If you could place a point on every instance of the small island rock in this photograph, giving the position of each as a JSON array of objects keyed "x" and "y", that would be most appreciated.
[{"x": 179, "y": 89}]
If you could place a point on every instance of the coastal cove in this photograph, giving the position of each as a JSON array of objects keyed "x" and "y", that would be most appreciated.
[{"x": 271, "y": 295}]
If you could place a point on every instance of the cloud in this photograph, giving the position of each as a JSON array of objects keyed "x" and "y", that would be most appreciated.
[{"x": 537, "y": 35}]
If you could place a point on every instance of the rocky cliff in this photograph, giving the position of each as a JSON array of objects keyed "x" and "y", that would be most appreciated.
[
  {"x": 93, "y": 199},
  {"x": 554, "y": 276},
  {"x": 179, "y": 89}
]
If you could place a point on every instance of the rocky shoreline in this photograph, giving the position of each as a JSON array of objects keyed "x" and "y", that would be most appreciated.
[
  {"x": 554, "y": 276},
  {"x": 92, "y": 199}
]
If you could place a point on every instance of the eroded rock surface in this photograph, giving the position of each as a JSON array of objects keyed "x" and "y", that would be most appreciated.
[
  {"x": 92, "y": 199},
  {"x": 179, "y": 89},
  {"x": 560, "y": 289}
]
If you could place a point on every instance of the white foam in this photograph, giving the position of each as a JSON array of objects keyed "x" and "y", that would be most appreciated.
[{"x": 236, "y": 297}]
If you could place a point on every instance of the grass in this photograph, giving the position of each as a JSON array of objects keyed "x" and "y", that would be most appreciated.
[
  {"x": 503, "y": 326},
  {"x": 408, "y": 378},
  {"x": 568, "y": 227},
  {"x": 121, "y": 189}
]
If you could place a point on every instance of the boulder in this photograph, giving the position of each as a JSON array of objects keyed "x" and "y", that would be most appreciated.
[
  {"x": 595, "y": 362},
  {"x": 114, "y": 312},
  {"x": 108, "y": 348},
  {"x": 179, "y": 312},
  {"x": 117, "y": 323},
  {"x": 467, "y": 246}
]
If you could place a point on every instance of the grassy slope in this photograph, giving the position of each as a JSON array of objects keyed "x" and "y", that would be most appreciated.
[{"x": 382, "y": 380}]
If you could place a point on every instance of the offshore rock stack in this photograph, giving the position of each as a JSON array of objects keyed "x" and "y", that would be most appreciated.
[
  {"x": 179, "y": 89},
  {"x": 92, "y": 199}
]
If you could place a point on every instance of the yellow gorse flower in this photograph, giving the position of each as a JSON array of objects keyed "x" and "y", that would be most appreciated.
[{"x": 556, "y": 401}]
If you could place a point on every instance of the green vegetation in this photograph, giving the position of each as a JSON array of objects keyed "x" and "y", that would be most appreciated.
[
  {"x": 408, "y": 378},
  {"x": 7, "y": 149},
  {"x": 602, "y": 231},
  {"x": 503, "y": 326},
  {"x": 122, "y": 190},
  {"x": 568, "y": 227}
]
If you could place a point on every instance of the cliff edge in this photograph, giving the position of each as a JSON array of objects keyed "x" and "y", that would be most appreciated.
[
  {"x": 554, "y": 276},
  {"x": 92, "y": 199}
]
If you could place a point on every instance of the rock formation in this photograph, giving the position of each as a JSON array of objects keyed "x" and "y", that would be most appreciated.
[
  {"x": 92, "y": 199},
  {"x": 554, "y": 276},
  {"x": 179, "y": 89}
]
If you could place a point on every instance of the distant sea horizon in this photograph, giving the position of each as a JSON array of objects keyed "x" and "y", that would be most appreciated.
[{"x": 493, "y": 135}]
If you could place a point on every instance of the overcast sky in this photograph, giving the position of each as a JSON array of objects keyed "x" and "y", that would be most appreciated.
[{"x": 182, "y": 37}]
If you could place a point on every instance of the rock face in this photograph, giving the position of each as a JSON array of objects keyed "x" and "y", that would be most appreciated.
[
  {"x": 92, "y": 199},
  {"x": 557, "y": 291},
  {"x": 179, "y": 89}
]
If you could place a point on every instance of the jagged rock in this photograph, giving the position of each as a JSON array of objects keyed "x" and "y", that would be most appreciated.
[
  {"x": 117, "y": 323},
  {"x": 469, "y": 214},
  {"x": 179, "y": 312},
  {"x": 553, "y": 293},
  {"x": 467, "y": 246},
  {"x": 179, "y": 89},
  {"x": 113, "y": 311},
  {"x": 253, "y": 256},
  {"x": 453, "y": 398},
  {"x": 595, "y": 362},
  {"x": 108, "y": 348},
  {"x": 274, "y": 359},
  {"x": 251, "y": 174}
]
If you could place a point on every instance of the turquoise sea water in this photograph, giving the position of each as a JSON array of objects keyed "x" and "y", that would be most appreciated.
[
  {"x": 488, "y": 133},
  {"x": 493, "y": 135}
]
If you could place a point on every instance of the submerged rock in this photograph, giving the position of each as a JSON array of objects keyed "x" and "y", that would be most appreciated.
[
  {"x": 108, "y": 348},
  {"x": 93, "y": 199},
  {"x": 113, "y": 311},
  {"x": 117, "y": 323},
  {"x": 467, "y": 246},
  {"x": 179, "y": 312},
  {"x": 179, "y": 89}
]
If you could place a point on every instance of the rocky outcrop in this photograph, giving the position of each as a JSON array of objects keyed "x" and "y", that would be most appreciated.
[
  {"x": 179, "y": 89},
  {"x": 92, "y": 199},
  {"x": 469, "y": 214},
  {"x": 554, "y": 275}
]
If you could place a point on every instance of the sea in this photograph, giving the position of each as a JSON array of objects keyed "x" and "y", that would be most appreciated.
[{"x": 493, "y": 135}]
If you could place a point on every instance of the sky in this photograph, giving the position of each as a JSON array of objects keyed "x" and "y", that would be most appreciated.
+---+
● **PROBLEM TO SOLVE**:
Your answer should be the material, retyped exactly as written.

● **REPLY**:
If you could place a point on every instance of the small island rock in this photograph, giving the position of each as a JSON array of objects keyed "x" and "y", that would be most appreciated.
[{"x": 179, "y": 89}]
If you could place a point on every instance of the coastal cove in this photograph, giving the position of each as a JSON array of objects keyed "x" and "y", that would be most appreciated.
[{"x": 271, "y": 295}]
If you could place a point on every instance of the cloud in this photograph, giving the position of each as a JSON array of objects keyed "x" and "y", that would be most appreciated.
[{"x": 537, "y": 35}]
If you could place a point on every instance of the rocky cliff in this photograph, giving the position of each as a JSON array of objects keyed "x" and "y", that would be most appreciated.
[
  {"x": 93, "y": 199},
  {"x": 554, "y": 276},
  {"x": 179, "y": 89}
]
If you could place a point on every instance of the rocky shoreline in this photograph, giving the position of each as a JSON array of objects keyed "x" and "y", that would be most appreciated.
[
  {"x": 554, "y": 276},
  {"x": 92, "y": 199}
]
If you could place a point on every instance of the eroded rock surface in this photograph, giving the position of each as a JSON array of objects keyed "x" and "y", that would be most appreciated.
[
  {"x": 92, "y": 199},
  {"x": 179, "y": 89},
  {"x": 560, "y": 289}
]
If you could place a point on every instance of the white foam in this photograph, giving the position of each as a JSON array of objects keyed "x" and "y", that would be most appreciated.
[{"x": 236, "y": 297}]
If you could place a point on every instance of the grass in this photograph, giving the position of each as a JSON array of objects keyed "x" and "y", that would be most appreciated.
[
  {"x": 503, "y": 326},
  {"x": 408, "y": 378},
  {"x": 568, "y": 227},
  {"x": 121, "y": 189}
]
If you could place a point on every instance of the boulder in this photograph, giving the position of each as a JSON array of objects keyed "x" and "y", that would be most appreciated.
[
  {"x": 595, "y": 362},
  {"x": 114, "y": 312},
  {"x": 108, "y": 348},
  {"x": 179, "y": 312},
  {"x": 117, "y": 323},
  {"x": 467, "y": 246}
]
If you could place a point on every instance of the grassy slope in this photograph, giving the position of each as a JSON array of objects keyed "x" and "y", that would be most appreciated.
[{"x": 382, "y": 380}]
If you could place a point on every instance of the offshore rock stack in this photograph, giving the position of each as a JSON array of objects keyed "x" and "y", that would be most appreciated.
[
  {"x": 179, "y": 89},
  {"x": 92, "y": 199}
]
If you could place a point on every instance of the yellow gorse flower in this photograph, giving the position of each as a JSON array of objects keyed "x" and "y", that would be most appreciated.
[{"x": 556, "y": 401}]
If you could place a point on every instance of the green vegetation in this photograph, giving the position of each as a JSON array of objects keyed "x" and "y", that would be most appreciated.
[
  {"x": 408, "y": 378},
  {"x": 7, "y": 149},
  {"x": 602, "y": 231},
  {"x": 503, "y": 326},
  {"x": 122, "y": 190},
  {"x": 568, "y": 227}
]
If you could place a point on every instance of the cliff edge in this photograph, giving the position of each as a JSON array of objects keyed "x" and "y", that would be most appreciated.
[
  {"x": 554, "y": 276},
  {"x": 92, "y": 199}
]
If you could place a point on every instance of the rock formation in this photograph, giving the position of each as a JSON array of objects keyed "x" and "y", that would be most appreciated.
[
  {"x": 92, "y": 199},
  {"x": 554, "y": 276},
  {"x": 179, "y": 89}
]
If you could place a point on every instance of the distant sea horizon in this photograph, giving the position of each as a JSON array of objects keyed "x" and "y", that would be most appreciated.
[{"x": 493, "y": 135}]
If you could place a point on every instance of the overcast sky in this photograph, giving the position of each as a JSON array of objects keyed "x" and "y", that would be most appreciated.
[{"x": 182, "y": 37}]
If you could place a point on every instance of the rock face in this photograph, giving the position of each as a JSON array of objects keyed "x" and "y", that would be most appreciated.
[
  {"x": 92, "y": 199},
  {"x": 557, "y": 291},
  {"x": 179, "y": 89}
]
If you could place a point on every instance of the jagged rock in this photograph, giving the position of each as a JSON array of objects keyed "x" and "y", that would be most appreciated.
[
  {"x": 117, "y": 323},
  {"x": 469, "y": 214},
  {"x": 179, "y": 312},
  {"x": 553, "y": 293},
  {"x": 467, "y": 246},
  {"x": 179, "y": 89},
  {"x": 113, "y": 311},
  {"x": 253, "y": 256},
  {"x": 453, "y": 398},
  {"x": 595, "y": 362},
  {"x": 108, "y": 348},
  {"x": 274, "y": 359},
  {"x": 251, "y": 174}
]
If you could place a point on every instance of the turquoise sea water in this photograph, giving the position of each as a JSON array of objects keyed "x" and "y", that would be most appreciated.
[
  {"x": 488, "y": 133},
  {"x": 493, "y": 135}
]
If you could place a point on every instance of the submerged rock in this photograph, giving the position of each as a JSON array of objects keyed "x" and "y", that would be most appreciated.
[
  {"x": 108, "y": 348},
  {"x": 93, "y": 199},
  {"x": 113, "y": 311},
  {"x": 117, "y": 323},
  {"x": 467, "y": 246},
  {"x": 179, "y": 312},
  {"x": 179, "y": 89}
]
If you could place a point on every instance of the rocky outcrop in this photograph, giving the position of each as a JSON array of objects keyed "x" and "y", that would be most appreciated.
[
  {"x": 179, "y": 89},
  {"x": 92, "y": 199},
  {"x": 469, "y": 214},
  {"x": 554, "y": 275}
]
If you could place a point on every instance of the sea in this photograph, giving the position of each as a JSON array of objects keyed "x" and "y", that would be most appreciated.
[{"x": 493, "y": 135}]
If you could place a point on every instance of the sky in this photograph, giving the position of each as a JSON array of objects keyed "x" and "y", that would be most appreciated.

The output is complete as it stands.